**REQUIRED WORK**
Reproduce the passage on past UAW contract concessions below word for word, in full.

**READING TEXT**
Those hired since then fall into a lower tier starting at $17 an hour, though they get a 6% annual bump. And, the contracts signed in 2019 have given lower-tier workers an easier path to move up into the same category as veteran workers.
Still, it would be difficult to find many — if any — UAW members who would be fine if the two-tier structure survives the 2023 contract talks. And they aren’t alone. UPS workers made eliminating the employee sub-class a key demand that ultimately made its way into that company’s recent settlement.
That “puts pressure on the UAW negotiating team to do the same,” Seth Harris, a law and policy professor at Northeastern University and, until recently, the top labor advisor to Biden, told NBC News.
A long list of concessions
The list of other past concessions the union wants to address is a long one. The union has succeeded in in a few instances. It gave up general wage increases in 2007, partly in exchange for profit-sharing. Wage hikes didn’t resume until 2015. The 2007 agreements also saw major changes in medical, dental and vision coverage for active employees, and even more radical changes for retirees — programs that currently remain in effect.
With GM and Chrysler plunging into bankruptcy and Ford teetering on the brink, the UAW reluctantly agreed to reopen its contracts in 2009, then it yielded billions of dollars in additional concessions, including the end of COLA. According to an analysis by the Detroit Free Press, additional givebacks included:
- Suspending bonuses.
- Suspending profit sharing.
- Suspending Easter Monday holidays.
- Discontinuing payment for unused vacation time.
- Reducing break time.
- Expanding use of temporary employees.
- Allowing skilled trades workers to be used for production positions.
- Eliminating the jobs bank.
- Supplemental unemployment benefits for laid-off UAW members were reduced.
- Layoff protection (with SUB pay) reduced.

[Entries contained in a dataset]
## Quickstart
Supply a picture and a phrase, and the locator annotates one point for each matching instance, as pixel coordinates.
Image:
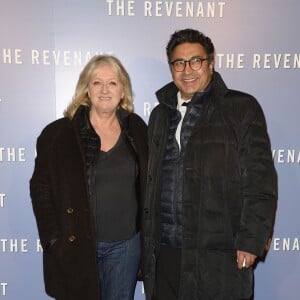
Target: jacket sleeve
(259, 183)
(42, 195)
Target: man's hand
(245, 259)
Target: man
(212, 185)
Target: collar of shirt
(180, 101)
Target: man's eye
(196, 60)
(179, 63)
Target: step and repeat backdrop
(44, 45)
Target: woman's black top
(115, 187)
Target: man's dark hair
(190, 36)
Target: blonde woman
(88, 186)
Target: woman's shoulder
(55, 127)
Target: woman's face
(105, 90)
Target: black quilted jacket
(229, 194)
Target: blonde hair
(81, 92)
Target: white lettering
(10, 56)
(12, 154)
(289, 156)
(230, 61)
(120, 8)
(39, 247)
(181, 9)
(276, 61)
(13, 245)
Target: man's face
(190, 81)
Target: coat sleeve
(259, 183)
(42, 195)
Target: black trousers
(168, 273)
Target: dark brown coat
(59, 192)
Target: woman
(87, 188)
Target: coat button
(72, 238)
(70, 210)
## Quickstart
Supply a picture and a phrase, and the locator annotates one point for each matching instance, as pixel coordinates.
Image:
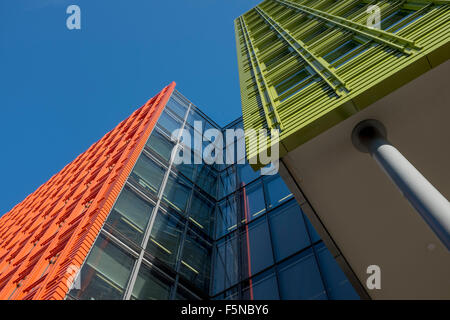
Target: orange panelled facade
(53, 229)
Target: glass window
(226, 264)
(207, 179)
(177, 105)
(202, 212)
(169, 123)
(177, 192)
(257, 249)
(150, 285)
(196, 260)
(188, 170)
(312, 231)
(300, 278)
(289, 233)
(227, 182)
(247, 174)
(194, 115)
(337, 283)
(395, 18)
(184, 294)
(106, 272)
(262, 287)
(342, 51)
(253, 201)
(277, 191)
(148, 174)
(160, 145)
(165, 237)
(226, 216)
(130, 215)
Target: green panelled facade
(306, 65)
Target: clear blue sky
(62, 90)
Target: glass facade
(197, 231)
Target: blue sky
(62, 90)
...
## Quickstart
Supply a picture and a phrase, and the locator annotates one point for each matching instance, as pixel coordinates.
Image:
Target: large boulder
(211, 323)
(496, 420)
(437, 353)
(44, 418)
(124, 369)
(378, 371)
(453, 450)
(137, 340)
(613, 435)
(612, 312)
--
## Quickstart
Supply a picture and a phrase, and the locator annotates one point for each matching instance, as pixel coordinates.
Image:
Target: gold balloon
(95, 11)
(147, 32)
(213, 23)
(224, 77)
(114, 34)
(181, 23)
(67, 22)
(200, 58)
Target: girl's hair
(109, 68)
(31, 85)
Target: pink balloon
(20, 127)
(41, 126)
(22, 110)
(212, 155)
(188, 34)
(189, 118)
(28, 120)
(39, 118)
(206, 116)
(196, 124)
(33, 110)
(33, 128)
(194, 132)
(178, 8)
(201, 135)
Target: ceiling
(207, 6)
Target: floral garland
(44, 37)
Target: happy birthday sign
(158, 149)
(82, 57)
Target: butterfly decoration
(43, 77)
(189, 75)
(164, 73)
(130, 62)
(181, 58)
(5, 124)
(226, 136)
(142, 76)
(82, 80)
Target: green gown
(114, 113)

**SOLVED EXERCISE**
Those hired since then fall into a lower tier starting at $17 an hour, though they get a 6% annual bump. And, the contracts signed in 2019 have given lower-tier workers an easier path to move up into the same category as veteran workers.
Still, it would be difficult to find many — if any — UAW members who would be fine if the two-tier structure survives the 2023 contract talks. And they aren’t alone. UPS workers made eliminating the employee sub-class a key demand that ultimately made its way into that company’s recent settlement.
That “puts pressure on the UAW negotiating team to do the same,” Seth Harris, a law and policy professor at Northeastern University and, until recently, the top labor advisor to Biden, told NBC News.
A long list of concessions
The list of other past concessions the union wants to address is a long one. The union has succeeded in in a few instances. It gave up general wage increases in 2007, partly in exchange for profit-sharing. Wage hikes didn’t resume until 2015. The 2007 agreements also saw major changes in medical, dental and vision coverage for active employees, and even more radical changes for retirees — programs that currently remain in effect.
With GM and Chrysler plunging into bankruptcy and Ford teetering on the brink, the UAW reluctantly agreed to reopen its contracts in 2009, then it yielded billions of dollars in additional concessions, including the end of COLA. According to an analysis by the Detroit Free Press, additional givebacks included:
- Suspending bonuses.
- Suspending profit sharing.
- Suspending Easter Monday holidays.
- Discontinuing payment for unused vacation time.
- Reducing break time.
- Expanding use of temporary employees.
- Allowing skilled trades workers to be used for production positions.
- Eliminating the jobs bank.
- Supplemental unemployment benefits for laid-off UAW members were reduced.
- Layoff protection (with SUB pay) reduced.